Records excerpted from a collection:
----------

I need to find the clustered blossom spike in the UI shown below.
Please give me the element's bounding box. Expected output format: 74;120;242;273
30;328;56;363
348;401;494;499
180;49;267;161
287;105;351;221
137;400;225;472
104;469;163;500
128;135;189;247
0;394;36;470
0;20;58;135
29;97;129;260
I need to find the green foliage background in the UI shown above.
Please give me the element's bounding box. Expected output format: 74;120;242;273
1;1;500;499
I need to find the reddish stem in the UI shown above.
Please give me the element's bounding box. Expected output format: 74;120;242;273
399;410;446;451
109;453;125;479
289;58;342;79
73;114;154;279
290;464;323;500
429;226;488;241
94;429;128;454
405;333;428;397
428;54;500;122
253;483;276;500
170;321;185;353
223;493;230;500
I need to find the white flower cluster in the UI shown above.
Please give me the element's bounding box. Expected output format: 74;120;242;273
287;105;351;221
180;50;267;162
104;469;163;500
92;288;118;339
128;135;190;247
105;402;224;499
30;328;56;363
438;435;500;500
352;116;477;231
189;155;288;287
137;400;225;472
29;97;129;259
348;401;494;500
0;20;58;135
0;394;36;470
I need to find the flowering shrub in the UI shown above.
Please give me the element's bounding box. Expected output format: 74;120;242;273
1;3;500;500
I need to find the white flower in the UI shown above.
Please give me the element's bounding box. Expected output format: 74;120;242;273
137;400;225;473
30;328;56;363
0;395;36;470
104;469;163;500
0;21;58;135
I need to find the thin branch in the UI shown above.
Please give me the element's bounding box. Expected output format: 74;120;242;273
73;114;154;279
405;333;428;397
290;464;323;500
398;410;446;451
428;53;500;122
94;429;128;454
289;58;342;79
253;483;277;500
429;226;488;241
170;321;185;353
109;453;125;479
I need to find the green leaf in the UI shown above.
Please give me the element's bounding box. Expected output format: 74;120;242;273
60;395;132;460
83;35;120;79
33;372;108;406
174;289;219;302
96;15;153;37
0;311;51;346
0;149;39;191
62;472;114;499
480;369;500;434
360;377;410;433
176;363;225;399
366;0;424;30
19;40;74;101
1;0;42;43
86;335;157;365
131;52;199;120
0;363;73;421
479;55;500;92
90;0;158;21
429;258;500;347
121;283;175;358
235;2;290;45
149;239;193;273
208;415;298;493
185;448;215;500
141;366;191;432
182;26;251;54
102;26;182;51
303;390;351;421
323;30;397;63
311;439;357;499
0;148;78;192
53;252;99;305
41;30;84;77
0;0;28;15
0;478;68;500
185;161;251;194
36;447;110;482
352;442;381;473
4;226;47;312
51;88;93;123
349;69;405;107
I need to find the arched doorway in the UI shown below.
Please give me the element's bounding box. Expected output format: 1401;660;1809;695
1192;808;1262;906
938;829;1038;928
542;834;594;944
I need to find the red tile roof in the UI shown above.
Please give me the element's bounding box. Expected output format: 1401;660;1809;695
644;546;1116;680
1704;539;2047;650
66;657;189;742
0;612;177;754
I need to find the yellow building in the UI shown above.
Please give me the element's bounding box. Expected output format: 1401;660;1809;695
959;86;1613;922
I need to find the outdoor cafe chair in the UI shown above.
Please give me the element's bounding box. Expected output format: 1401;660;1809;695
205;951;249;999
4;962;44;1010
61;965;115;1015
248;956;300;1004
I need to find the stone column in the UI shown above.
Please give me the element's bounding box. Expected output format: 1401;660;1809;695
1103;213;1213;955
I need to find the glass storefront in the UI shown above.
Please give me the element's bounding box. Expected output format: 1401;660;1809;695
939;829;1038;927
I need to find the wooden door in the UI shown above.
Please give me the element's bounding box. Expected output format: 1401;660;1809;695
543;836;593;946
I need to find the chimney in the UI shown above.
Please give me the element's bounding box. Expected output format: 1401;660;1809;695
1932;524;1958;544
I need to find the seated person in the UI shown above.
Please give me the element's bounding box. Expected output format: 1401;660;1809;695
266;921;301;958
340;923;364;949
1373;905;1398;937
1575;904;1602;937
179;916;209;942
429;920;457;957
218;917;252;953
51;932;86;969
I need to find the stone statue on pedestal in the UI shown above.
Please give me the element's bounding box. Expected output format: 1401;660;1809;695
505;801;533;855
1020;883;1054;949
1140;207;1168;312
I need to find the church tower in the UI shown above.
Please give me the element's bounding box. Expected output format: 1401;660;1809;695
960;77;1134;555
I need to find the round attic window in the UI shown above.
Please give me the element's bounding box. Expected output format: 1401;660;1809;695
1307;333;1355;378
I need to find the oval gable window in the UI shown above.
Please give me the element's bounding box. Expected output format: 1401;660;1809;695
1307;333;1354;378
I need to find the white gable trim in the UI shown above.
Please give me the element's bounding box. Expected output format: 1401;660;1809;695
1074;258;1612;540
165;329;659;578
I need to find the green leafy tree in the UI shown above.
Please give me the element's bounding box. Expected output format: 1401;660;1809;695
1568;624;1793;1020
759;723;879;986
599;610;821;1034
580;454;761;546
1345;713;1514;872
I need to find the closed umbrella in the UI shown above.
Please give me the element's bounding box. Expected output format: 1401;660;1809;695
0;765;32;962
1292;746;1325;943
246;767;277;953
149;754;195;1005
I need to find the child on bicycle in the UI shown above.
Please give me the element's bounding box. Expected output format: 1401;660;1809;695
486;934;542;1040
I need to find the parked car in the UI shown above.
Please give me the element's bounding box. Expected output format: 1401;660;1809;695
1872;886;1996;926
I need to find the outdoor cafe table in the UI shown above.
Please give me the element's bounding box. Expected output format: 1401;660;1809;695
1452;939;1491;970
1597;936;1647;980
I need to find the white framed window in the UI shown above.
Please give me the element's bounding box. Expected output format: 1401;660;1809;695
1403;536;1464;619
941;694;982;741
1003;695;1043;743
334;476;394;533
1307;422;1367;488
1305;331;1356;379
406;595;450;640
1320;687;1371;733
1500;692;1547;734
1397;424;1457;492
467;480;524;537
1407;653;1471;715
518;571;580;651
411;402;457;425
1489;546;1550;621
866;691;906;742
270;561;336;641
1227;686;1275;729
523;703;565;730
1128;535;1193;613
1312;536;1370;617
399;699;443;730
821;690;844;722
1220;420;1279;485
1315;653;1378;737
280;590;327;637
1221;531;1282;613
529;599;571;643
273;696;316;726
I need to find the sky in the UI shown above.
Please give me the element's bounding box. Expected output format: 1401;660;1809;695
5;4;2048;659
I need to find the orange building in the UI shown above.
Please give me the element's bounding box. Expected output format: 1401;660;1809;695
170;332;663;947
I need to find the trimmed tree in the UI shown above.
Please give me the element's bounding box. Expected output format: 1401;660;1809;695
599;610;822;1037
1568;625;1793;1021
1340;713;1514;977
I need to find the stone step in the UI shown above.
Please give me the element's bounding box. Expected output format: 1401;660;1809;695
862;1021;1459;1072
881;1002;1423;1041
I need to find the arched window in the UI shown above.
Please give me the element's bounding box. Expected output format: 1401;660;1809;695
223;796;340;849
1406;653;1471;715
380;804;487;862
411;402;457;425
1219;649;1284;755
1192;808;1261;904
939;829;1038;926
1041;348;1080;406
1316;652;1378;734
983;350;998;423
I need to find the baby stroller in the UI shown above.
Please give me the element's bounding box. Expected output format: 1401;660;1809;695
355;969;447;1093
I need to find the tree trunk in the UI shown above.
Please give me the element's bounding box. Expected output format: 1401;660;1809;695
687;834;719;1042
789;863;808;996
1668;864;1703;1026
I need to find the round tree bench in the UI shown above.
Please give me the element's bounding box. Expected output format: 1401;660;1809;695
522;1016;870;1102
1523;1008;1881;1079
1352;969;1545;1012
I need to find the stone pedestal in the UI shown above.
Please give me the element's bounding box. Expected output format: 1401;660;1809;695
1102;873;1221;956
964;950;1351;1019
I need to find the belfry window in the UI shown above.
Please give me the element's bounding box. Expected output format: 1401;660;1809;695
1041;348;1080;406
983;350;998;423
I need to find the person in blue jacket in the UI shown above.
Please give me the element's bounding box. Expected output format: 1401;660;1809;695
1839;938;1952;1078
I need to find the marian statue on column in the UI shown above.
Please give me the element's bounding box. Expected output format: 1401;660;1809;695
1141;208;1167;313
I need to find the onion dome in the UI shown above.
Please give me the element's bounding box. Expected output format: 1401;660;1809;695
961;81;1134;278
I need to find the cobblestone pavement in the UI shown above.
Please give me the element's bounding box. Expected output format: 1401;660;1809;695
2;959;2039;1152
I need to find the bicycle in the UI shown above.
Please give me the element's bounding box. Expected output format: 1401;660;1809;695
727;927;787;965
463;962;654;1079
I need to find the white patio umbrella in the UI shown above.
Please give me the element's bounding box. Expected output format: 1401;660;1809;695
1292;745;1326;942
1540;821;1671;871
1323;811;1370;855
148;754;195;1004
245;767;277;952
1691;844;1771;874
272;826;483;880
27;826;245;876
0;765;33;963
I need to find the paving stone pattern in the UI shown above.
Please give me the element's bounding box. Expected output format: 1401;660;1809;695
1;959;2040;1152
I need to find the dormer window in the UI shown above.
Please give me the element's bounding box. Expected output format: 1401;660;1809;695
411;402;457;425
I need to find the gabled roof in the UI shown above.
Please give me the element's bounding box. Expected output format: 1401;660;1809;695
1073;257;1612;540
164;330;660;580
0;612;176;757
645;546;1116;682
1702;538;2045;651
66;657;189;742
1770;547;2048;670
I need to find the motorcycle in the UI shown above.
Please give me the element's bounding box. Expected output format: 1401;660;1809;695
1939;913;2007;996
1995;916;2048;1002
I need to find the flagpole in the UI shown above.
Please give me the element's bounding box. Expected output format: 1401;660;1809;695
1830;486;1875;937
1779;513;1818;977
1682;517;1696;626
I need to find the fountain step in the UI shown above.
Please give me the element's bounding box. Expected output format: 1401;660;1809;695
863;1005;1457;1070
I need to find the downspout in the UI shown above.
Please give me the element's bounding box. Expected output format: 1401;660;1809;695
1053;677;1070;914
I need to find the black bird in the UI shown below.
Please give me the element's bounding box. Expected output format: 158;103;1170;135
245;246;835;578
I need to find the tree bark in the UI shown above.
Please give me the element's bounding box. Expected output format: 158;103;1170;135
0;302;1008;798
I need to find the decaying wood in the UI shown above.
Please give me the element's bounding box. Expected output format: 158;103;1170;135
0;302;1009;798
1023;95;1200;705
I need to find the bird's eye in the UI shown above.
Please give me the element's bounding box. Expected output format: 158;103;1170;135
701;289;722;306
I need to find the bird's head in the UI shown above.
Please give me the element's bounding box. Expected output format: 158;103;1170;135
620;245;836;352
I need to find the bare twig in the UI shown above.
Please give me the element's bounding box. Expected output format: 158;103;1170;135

----------

**Instructions for the task**
Reprint exactly the lines above that start at the one with "I need to find the seated" and end at the one with "I need to find the stone statue", keeping both and adding none.

**Exercise solution**
I need to find the seated person in the UI shown above.
Please give me the element's bounding box. Expected output format: 1401;660;1809;695
266;921;301;958
340;923;364;949
1373;905;1398;937
1575;904;1602;937
179;916;209;942
429;920;457;957
218;917;252;953
51;932;86;969
I need to find the stone statue on pedestal in the UI shown above.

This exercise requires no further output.